Exercise directions |
Which lines of the records hold the string "shape"? Report only how many of them there are.

Stored dataset items
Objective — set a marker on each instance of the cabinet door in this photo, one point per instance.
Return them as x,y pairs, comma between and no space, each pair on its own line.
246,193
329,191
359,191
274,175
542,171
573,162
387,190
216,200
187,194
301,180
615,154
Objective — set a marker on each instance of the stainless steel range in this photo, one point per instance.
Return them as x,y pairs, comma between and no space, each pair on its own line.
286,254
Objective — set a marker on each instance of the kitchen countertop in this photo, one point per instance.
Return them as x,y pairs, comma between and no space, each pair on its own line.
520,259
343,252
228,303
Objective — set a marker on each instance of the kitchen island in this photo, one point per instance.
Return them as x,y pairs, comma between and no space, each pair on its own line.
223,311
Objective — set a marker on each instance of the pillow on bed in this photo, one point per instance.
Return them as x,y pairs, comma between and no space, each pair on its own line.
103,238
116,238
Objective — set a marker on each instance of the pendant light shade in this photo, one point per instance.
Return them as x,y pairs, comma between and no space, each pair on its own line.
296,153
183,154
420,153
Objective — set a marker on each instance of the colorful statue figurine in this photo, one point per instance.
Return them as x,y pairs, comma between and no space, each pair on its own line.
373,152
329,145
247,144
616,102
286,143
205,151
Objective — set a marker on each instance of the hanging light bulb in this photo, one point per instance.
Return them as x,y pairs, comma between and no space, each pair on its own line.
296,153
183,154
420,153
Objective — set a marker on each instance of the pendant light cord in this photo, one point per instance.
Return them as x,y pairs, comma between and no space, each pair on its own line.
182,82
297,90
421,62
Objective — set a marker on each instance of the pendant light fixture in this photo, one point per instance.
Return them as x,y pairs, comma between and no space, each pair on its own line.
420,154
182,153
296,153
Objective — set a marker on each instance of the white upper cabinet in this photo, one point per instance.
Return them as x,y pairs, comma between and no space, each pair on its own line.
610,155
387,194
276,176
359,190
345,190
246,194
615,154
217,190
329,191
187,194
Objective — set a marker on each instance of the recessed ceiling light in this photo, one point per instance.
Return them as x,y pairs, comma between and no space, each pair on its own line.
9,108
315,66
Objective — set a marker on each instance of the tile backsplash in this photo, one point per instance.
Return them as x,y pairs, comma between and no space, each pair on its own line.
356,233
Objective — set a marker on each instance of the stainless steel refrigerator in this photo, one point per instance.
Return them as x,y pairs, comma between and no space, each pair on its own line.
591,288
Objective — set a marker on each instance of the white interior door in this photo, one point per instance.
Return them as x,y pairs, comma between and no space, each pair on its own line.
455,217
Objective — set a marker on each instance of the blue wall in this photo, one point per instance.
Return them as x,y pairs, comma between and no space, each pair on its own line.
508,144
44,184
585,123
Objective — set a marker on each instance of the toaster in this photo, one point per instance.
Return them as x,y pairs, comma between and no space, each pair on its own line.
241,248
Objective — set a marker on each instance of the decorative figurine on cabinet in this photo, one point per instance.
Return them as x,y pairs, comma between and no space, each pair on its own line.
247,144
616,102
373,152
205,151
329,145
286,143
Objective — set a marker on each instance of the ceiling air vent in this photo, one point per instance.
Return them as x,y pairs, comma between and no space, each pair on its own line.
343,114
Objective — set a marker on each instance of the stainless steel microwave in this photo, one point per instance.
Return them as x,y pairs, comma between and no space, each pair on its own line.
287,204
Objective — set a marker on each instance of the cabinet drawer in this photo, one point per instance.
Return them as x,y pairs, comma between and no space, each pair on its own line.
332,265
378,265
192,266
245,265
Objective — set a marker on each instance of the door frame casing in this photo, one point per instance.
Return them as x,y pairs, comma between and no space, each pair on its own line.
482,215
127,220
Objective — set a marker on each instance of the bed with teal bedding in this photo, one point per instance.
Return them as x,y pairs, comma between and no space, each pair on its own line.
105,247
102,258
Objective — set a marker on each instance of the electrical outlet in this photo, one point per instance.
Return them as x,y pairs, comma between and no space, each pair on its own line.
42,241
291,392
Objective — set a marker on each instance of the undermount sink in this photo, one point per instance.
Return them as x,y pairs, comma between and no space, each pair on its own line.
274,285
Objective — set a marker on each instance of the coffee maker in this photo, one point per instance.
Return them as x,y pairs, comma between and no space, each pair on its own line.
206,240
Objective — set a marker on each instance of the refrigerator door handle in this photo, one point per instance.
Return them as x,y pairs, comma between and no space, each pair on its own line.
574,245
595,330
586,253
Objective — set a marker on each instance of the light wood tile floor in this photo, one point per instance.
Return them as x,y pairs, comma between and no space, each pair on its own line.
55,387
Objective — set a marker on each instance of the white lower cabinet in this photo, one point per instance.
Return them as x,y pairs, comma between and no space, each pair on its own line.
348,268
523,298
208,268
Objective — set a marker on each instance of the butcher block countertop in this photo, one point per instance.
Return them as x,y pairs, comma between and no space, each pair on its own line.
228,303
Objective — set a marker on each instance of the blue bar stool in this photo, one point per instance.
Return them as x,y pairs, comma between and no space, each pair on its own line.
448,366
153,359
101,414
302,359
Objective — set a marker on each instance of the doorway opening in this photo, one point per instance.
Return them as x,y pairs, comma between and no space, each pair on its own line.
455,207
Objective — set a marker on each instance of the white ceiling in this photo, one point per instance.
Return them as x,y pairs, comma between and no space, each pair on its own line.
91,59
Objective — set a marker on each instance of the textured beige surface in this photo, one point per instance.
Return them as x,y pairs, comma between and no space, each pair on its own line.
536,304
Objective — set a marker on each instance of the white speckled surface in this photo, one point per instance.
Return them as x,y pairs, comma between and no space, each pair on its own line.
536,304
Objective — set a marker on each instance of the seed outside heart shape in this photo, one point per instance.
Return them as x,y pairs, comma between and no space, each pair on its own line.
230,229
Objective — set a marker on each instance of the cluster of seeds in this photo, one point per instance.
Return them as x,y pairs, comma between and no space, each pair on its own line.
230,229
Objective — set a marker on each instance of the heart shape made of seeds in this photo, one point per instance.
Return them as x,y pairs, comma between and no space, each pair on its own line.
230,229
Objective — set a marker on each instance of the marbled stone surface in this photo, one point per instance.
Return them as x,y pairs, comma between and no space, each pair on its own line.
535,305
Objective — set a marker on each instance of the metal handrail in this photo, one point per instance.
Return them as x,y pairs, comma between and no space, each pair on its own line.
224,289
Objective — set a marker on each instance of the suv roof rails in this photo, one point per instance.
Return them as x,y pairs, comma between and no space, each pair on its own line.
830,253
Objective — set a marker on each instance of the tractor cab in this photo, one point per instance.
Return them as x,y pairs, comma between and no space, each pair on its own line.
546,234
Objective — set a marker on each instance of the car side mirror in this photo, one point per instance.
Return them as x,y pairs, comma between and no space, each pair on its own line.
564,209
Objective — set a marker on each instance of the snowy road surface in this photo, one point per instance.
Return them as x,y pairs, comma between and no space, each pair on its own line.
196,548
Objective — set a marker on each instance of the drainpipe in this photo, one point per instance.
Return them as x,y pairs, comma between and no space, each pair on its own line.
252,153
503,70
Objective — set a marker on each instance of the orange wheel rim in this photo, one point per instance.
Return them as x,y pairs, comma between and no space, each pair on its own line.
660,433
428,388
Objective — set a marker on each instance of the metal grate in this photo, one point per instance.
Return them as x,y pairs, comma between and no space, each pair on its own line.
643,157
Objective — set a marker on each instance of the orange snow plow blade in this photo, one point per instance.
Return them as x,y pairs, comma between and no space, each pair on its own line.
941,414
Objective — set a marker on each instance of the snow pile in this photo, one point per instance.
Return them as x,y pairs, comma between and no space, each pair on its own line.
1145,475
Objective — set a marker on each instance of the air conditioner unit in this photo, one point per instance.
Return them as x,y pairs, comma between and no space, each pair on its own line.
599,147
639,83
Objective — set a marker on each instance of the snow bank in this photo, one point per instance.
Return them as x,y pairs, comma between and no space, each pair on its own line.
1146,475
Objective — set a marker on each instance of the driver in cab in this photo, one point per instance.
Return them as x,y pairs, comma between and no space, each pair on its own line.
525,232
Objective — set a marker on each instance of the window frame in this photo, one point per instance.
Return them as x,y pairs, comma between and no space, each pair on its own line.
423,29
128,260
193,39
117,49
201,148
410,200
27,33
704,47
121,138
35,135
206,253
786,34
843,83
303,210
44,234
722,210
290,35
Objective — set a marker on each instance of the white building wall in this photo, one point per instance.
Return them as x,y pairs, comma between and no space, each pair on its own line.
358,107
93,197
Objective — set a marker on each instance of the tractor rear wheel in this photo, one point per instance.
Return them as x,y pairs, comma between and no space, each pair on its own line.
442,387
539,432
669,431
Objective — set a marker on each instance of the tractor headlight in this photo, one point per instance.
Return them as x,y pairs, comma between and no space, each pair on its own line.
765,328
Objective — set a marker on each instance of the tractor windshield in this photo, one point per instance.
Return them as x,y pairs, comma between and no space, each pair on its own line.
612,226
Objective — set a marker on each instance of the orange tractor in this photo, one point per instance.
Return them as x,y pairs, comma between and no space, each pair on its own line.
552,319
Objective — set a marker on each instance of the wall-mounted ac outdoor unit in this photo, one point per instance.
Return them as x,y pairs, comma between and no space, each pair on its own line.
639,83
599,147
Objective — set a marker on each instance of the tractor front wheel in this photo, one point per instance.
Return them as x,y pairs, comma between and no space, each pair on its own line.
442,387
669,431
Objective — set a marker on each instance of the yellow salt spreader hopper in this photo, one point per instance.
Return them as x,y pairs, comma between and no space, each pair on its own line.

Result of the task |
2